** START INPUT FOR THIS TASK **

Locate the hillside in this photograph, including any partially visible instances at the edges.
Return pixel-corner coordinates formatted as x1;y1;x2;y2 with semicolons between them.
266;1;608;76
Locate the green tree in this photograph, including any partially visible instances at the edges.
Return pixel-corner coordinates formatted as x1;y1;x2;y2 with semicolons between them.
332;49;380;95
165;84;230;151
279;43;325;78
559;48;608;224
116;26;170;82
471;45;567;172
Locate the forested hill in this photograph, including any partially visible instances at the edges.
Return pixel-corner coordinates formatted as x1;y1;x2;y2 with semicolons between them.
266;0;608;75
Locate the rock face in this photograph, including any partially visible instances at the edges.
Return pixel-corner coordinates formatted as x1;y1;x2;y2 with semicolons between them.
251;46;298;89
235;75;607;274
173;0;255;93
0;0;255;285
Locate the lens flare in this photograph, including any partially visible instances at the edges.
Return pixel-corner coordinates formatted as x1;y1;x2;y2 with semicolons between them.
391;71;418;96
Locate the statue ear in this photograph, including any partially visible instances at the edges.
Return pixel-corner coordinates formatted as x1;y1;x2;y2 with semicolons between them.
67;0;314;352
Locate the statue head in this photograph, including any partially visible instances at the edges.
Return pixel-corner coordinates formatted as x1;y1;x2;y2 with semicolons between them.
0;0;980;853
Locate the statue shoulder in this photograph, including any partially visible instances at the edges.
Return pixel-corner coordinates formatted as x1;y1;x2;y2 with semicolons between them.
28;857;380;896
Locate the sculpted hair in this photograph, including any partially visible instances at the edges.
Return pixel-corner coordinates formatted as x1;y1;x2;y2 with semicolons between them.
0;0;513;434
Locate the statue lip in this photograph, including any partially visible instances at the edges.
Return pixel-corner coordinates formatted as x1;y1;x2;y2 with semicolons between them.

** END INPUT FOR THIS TASK **
** START INPUT FOR THIS TASK **

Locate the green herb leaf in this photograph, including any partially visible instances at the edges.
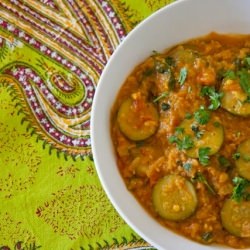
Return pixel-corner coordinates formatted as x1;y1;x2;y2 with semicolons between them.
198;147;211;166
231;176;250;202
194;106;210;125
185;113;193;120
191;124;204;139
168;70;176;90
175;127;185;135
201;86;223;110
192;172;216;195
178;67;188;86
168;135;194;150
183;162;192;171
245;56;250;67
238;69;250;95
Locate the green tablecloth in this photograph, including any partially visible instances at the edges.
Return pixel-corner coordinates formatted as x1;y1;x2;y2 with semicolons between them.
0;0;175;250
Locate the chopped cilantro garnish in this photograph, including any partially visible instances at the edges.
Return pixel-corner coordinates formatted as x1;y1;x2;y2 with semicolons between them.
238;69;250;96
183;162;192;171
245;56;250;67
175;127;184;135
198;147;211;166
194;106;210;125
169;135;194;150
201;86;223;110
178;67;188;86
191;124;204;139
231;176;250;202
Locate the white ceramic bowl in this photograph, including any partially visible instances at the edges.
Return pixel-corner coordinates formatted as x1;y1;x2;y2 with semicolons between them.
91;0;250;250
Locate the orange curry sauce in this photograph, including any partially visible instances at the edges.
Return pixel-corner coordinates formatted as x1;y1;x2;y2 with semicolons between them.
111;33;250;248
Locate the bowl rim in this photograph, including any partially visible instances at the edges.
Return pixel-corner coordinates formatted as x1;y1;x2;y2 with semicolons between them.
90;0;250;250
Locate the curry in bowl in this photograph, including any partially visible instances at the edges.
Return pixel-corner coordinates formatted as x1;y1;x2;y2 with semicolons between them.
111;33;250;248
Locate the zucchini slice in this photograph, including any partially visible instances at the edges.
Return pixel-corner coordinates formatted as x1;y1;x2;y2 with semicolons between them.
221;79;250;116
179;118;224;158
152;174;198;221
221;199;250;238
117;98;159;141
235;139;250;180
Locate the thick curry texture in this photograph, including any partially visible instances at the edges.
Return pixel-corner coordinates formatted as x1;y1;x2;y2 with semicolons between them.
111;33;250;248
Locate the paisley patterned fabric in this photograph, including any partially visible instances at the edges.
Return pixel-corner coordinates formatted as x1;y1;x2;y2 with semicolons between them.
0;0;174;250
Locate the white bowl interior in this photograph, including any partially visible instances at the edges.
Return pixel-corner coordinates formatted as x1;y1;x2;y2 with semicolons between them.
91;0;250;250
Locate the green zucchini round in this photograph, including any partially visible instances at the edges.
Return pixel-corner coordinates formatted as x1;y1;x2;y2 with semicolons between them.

** END INPUT FOR THIS TASK **

SHORT TASK: Can you rewrite the rows between the lines holding "Locate the thick" and "0;0;174;250", inclusive, as a two-column CSV with the headers "prompt" and "answer"? Put each row's text and its answer in one quoted field apiece, with line breaks replaced by spaces.

TASK SOLUTION:
prompt,answer
"Locate the thick curry texture in this photograph, including any partially visible instances at the edges. Return pixel-corner coordinates formatted as x1;y1;x2;y2 with semicolons between them.","111;33;250;248"
"Locate the paisley patterned fabric in this photograph, including any partially visible instances at the edges. Return pixel-corner coordinates formatted as x1;y1;x2;y2 with semicolons between them.","0;0;174;250"